Write out each entry again. Keep every word exactly as it is.

§ Material supplied
########

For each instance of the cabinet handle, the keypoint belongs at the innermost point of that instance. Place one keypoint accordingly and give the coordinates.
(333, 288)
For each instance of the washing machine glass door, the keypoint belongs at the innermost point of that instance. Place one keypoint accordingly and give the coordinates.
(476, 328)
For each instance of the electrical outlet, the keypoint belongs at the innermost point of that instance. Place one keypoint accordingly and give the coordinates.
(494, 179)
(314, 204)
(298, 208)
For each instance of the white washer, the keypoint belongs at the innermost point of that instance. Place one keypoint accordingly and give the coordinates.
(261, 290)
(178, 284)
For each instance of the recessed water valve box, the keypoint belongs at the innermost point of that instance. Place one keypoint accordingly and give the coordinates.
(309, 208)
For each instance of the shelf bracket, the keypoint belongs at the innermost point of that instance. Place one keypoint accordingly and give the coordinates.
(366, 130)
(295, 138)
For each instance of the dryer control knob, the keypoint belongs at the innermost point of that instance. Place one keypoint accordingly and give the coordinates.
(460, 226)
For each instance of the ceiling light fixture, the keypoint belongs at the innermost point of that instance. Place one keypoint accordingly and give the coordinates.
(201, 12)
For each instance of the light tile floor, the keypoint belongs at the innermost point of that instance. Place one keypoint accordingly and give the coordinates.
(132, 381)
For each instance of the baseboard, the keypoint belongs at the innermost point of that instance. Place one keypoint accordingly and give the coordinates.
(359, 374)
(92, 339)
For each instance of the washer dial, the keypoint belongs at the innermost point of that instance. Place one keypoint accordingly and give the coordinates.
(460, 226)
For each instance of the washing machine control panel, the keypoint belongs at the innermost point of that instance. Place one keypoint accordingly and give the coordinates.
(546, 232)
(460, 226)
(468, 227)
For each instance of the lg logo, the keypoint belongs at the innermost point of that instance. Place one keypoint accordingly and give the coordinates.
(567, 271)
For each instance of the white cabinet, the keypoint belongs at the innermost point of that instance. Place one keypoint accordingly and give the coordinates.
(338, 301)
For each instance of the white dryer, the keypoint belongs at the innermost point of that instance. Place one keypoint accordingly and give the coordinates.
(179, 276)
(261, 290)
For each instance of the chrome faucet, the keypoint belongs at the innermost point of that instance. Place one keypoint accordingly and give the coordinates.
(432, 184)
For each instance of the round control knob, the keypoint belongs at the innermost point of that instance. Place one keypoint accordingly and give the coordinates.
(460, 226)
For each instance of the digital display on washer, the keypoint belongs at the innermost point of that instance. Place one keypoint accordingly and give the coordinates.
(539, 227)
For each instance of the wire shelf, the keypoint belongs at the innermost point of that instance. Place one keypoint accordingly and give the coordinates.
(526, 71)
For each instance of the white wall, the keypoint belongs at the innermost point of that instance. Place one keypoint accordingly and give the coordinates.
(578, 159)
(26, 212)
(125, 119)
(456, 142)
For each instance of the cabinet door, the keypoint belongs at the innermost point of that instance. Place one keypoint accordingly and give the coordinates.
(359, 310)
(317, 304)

########

§ Reply to the task
For each instance of the cabinet handle, the keypoint belongs at the innermost point of that instance. Place one keypoint accordingly and give the coordinates.
(333, 288)
For each instance of the washing machine glass door, the keypoint belongs at the innermost point of that instance. Place one keypoint accordingly and give the coordinates.
(476, 328)
For each instance of the electrical outlet, the keypoint belongs at the innermost point of that instance. Place one keypoint accordingly and give the coordinates.
(494, 179)
(314, 204)
(298, 208)
For each instance of the white washer, the keypoint belongs at the innermost point of that instance. Place one keypoint accordingly and give the coordinates.
(261, 290)
(178, 284)
For each instance of the recessed water valve box, the keypoint belongs at the innermost point of that instance. Place one keypoint accordingly and give the coordinates.
(309, 208)
For each instance of the shelf bracket, the keypoint belongs at the innermost point of that instance. Place one keypoint accordingly and give the coordinates.
(366, 130)
(295, 138)
For each instance of the dryer control knob, the keypoint belongs at the innermost point of that instance. Place one keypoint accordingly and give the coordinates.
(460, 226)
For each instance of the ceiling light fixture, the keypoint belongs at the innermost point of that instance. Place one keypoint accordingly and give the coordinates.
(201, 12)
For each instance of the light tile floor, the keypoint belongs at the innermost point of that instance. Place one keypoint accordingly and give the coordinates.
(132, 381)
For each instance of the baseboard, the keypoint belongs at the innermost point of that instance. Place one keypoint accordingly and give the coordinates.
(359, 374)
(92, 339)
For each instance of the washer dial, the keypoint belongs at the innermost point of that instance. Place one keypoint accordingly and give the coordinates.
(460, 226)
For each instance of the washing machine control panel, the keypoint belongs at the innermost point of that instance. Place one keypoint accordingly and give the coordinates.
(546, 232)
(460, 226)
(468, 227)
For each instance of the lg logo, the keypoint belongs at the innermost point of that instance. Place one keypoint accordingly and give the coordinates.
(567, 271)
For each instance of the white cabinet, the keypoint belongs at the innermost point of that instance. Place one keypoint accordingly and give the coordinates.
(338, 301)
For each instance of the white dryer, the keypoint belongs at the innermost point of that instance. Place one keypoint accordingly and give the coordinates.
(179, 276)
(261, 290)
For each instance of the chrome faucet, the keypoint belongs at the innermost point of that instance. Place one keypoint accordingly and give the coordinates.
(432, 184)
For each instance of the round control knob, the keypoint belongs at the innermost point of that instance. Place one keypoint accordingly and give the coordinates.
(460, 226)
For each instance of the digital display on washer, the keypoint belongs at the innermost point of that instance. Place one keypoint accordingly and give the coordinates.
(539, 227)
For each instance of the wire shelf, the keypoint belongs at the innermost point of that instance. Place one keypoint accordingly and give the coordinates.
(526, 71)
For each instance of the white wall, the keypoint belongs at the innermost point of that instance. Place one keypoint accordingly and give the coordinates.
(578, 159)
(26, 212)
(125, 119)
(456, 142)
For each instance of the cabinet door, the keypoint belongs at the innermost point of that instance. Place one keypoint accordingly and give the coordinates.
(359, 310)
(317, 304)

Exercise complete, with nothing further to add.